◆ Task details: Nothing but an exact copy is wanted: the line with "[point] every instance of the small" and each line after it in the data below, last line included.

◆ Extracted entries:
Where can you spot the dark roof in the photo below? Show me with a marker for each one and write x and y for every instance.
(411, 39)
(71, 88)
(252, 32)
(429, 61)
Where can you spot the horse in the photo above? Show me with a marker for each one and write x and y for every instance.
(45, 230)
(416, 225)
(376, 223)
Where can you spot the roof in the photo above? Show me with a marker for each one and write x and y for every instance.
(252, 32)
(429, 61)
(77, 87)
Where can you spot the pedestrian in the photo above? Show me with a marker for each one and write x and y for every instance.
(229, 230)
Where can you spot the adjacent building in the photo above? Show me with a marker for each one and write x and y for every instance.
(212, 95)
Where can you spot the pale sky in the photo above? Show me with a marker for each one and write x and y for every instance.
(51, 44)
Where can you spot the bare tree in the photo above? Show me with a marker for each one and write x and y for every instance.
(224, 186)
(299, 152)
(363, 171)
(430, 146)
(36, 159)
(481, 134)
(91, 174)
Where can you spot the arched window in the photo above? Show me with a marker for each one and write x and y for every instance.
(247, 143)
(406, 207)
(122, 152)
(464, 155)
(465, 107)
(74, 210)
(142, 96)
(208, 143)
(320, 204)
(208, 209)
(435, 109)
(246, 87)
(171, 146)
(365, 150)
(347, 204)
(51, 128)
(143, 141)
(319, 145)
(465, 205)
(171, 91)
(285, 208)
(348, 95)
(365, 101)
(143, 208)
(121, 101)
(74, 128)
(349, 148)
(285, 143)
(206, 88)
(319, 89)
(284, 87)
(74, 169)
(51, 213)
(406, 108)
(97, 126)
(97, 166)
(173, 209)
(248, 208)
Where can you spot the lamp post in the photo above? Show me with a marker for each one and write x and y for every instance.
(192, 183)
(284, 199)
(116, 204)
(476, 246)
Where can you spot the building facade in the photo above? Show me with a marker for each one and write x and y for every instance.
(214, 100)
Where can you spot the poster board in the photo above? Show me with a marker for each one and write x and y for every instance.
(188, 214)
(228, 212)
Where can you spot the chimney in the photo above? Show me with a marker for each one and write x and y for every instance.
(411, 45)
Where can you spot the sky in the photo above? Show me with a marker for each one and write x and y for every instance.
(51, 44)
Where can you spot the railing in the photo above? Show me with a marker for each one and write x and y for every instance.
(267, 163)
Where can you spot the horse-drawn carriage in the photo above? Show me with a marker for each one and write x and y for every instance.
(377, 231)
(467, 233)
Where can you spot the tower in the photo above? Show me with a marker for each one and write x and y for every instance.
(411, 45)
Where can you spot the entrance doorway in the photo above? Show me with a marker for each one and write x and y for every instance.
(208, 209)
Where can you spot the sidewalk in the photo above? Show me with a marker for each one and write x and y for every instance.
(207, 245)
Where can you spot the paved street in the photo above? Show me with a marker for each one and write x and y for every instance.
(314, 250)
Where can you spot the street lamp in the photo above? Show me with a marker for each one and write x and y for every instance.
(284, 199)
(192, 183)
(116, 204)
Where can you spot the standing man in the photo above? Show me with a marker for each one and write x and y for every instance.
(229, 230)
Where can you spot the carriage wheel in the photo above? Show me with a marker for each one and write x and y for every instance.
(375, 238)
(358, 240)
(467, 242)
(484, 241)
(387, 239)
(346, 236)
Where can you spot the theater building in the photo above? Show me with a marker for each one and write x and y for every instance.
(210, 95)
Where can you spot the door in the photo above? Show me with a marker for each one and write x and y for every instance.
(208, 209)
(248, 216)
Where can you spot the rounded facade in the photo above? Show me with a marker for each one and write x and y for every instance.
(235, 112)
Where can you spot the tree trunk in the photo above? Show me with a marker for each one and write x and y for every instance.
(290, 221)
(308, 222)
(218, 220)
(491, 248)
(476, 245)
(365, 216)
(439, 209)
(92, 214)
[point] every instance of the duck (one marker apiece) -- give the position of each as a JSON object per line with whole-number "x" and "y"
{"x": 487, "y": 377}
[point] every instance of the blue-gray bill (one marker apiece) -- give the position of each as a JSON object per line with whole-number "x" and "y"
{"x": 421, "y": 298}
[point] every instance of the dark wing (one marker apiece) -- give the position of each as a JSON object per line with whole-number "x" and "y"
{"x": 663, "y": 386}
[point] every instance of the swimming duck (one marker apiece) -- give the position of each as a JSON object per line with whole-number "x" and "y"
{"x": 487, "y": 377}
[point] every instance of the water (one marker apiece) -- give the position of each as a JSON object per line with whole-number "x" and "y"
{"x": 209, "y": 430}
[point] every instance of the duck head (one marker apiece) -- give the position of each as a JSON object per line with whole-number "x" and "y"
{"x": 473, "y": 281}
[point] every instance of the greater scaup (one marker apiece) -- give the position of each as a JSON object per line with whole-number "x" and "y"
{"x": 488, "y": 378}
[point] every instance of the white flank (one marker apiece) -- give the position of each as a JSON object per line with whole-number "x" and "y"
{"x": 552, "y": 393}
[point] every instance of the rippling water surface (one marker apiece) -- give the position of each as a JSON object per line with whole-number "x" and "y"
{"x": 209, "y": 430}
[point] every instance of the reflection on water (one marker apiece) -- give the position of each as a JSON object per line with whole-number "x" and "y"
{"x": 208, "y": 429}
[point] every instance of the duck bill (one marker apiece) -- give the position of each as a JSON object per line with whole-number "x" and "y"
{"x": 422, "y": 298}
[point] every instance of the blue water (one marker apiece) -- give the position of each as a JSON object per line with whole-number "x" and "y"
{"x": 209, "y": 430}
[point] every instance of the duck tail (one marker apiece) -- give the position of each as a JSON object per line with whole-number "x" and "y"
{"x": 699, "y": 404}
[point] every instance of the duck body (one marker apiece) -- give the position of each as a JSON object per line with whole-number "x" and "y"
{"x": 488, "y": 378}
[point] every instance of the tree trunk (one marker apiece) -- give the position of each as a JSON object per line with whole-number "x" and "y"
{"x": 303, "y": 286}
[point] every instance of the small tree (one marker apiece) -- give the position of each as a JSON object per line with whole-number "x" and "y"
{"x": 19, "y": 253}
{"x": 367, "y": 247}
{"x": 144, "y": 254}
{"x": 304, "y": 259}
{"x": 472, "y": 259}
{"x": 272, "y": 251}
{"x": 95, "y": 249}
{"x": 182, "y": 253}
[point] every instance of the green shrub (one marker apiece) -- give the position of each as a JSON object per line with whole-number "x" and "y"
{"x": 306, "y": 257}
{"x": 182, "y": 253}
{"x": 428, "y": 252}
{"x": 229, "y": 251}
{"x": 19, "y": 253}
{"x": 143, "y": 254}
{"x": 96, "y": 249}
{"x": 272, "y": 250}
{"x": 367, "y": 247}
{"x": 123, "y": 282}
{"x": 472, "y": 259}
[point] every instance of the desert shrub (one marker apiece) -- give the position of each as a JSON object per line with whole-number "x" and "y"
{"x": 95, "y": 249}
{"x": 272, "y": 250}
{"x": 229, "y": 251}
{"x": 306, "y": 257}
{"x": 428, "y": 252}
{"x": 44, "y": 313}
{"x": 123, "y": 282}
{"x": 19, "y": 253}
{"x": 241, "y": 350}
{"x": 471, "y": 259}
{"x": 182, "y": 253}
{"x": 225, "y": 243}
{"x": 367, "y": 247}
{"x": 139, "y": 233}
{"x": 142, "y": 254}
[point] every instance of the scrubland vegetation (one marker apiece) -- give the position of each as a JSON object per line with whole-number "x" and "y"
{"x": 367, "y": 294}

◆ Solved exercise:
[point] every instance of the small tree (one marker apiece) -- give the position of each as a JSON object per line with whole-number "x" and "y"
{"x": 19, "y": 253}
{"x": 367, "y": 247}
{"x": 144, "y": 254}
{"x": 304, "y": 259}
{"x": 472, "y": 259}
{"x": 272, "y": 251}
{"x": 95, "y": 249}
{"x": 182, "y": 253}
[point] every instance of the green shrub (one marker apiece) -- give the position of each as a JSON object per line with whole-number "x" and "y"
{"x": 306, "y": 257}
{"x": 182, "y": 253}
{"x": 428, "y": 252}
{"x": 229, "y": 251}
{"x": 19, "y": 253}
{"x": 143, "y": 254}
{"x": 96, "y": 249}
{"x": 272, "y": 250}
{"x": 367, "y": 247}
{"x": 123, "y": 282}
{"x": 472, "y": 259}
[point] every instance of the desert shrub (one marker apiece) -- give the position of each as a JSON object per line with whole-number "x" and "y"
{"x": 95, "y": 249}
{"x": 272, "y": 250}
{"x": 229, "y": 251}
{"x": 306, "y": 257}
{"x": 428, "y": 252}
{"x": 44, "y": 313}
{"x": 123, "y": 282}
{"x": 19, "y": 253}
{"x": 241, "y": 350}
{"x": 471, "y": 259}
{"x": 182, "y": 253}
{"x": 225, "y": 243}
{"x": 367, "y": 247}
{"x": 139, "y": 233}
{"x": 142, "y": 254}
[point] every instance of the scrubland vegetation (one marker apiece) -- give the position of each as a JSON object per line with whole-number "x" and "y"
{"x": 367, "y": 294}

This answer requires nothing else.